▸ Instructions for the task
Locate every line in the records below that contains the word "plant", and copy each of those lines in full.

▸ Entries shown

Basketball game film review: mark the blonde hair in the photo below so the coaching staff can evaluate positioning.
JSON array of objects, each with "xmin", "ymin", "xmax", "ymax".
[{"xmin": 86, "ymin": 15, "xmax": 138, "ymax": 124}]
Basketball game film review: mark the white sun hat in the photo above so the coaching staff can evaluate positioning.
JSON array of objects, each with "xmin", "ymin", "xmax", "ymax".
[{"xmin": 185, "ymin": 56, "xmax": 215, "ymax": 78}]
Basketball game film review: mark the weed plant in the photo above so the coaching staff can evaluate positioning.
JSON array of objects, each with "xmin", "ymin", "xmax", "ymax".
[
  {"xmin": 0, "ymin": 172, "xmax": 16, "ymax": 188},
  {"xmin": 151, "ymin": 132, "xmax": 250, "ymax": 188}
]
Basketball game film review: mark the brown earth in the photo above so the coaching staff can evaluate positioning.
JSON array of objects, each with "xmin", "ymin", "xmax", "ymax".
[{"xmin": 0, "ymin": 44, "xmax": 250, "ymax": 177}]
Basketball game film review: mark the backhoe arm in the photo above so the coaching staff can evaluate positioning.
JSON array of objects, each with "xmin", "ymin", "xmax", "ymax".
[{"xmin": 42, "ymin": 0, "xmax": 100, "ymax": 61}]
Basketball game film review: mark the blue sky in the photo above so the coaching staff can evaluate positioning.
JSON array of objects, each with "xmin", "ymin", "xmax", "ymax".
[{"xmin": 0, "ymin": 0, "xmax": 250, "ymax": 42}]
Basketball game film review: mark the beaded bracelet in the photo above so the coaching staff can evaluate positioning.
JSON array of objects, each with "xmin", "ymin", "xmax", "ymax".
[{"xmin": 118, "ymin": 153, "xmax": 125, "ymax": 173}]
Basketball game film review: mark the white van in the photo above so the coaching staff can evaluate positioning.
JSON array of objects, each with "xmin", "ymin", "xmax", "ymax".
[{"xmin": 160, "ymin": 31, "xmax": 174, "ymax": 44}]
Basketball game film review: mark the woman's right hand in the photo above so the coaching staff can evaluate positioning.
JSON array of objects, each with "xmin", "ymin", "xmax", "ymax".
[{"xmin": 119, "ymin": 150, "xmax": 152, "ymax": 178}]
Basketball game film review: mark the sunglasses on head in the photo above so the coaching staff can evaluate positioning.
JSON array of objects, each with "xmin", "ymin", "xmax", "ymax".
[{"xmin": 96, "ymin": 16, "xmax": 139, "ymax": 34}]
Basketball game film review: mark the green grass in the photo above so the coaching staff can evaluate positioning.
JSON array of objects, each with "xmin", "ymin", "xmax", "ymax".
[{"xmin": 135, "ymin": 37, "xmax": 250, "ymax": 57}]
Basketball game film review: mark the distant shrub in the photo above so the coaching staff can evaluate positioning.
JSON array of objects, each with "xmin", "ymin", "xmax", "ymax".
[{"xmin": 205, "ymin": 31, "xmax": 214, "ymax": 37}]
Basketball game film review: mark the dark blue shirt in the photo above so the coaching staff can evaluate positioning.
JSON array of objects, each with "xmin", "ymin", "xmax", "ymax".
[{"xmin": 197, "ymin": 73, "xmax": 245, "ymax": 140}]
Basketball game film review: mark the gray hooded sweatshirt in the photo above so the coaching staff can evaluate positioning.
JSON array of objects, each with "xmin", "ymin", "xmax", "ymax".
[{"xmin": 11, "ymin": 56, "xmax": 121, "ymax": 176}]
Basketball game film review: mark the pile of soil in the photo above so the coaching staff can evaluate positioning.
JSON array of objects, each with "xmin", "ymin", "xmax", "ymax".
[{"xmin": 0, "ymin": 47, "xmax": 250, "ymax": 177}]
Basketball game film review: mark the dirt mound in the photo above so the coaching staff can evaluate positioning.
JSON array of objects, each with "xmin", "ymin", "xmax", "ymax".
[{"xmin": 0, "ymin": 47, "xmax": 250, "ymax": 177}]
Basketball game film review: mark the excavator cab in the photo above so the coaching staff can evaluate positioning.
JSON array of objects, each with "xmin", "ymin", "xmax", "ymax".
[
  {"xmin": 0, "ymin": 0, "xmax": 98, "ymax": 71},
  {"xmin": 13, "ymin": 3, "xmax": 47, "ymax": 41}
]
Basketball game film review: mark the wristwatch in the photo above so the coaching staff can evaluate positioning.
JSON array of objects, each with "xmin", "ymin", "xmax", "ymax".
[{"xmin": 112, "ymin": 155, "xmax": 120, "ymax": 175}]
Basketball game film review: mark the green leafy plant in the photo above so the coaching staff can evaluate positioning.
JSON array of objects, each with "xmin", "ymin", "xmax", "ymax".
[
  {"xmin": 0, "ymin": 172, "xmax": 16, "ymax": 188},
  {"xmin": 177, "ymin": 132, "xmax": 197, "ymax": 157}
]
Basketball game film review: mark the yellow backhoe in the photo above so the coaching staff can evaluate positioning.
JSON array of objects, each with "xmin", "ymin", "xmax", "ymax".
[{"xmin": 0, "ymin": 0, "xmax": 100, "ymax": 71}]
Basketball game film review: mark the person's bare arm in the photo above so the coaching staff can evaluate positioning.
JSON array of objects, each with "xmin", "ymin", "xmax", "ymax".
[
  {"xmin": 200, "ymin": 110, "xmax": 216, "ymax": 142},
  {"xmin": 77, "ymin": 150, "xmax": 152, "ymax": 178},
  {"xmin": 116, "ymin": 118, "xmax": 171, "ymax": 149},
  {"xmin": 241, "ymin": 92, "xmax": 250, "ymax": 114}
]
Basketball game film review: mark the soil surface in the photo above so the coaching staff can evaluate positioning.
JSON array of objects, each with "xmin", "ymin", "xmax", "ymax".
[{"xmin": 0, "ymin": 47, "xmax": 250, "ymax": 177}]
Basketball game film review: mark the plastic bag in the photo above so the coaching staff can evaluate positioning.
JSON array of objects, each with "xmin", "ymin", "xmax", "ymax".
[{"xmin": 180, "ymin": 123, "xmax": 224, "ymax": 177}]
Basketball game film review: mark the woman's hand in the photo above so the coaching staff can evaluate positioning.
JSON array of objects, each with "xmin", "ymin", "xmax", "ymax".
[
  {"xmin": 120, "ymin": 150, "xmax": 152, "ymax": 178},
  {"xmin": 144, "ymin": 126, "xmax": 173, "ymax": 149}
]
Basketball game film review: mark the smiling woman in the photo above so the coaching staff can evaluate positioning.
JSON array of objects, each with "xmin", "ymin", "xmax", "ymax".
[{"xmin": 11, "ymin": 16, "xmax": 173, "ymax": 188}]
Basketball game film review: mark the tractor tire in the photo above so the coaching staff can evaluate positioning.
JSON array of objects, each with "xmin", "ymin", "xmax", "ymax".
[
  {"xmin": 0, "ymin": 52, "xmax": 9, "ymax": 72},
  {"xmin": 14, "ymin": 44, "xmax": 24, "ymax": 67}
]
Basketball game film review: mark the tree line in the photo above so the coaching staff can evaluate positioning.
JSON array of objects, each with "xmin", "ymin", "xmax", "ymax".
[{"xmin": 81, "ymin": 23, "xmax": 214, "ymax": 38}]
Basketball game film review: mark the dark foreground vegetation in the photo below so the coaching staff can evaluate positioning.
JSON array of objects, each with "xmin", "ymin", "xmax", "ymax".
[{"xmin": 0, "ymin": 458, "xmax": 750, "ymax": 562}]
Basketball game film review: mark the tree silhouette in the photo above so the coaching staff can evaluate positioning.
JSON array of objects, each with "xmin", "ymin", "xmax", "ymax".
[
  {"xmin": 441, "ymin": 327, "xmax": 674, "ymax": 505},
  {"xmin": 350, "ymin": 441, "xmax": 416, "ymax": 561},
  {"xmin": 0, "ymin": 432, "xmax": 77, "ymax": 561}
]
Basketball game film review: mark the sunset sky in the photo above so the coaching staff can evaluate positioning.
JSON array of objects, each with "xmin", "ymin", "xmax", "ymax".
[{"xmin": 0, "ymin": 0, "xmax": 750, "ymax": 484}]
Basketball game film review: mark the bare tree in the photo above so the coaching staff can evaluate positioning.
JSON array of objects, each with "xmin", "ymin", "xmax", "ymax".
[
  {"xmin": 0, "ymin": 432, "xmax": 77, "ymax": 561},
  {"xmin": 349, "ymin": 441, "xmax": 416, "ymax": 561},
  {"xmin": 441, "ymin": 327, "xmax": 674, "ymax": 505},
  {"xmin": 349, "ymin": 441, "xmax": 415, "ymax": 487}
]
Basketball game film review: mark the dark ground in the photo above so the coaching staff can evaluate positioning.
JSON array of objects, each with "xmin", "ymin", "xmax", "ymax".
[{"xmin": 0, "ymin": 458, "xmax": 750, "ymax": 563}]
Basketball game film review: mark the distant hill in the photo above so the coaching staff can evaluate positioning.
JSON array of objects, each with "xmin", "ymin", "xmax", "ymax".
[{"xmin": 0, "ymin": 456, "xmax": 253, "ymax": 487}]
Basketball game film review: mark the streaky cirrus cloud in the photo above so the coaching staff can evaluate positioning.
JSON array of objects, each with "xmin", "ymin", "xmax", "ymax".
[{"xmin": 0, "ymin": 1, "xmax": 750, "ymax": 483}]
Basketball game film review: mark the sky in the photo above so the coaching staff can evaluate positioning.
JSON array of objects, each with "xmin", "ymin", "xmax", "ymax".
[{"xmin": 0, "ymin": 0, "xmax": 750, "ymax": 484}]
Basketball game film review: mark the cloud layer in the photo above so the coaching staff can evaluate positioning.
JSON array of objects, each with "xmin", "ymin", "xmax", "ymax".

▸ Output below
Basketball game film review: mark the weed plant in the photo above so the coaching staff can evaluate positioning.
Basketball game film review: mark the green leafy plant in the photo above so the coaching staff can evaluate positioning.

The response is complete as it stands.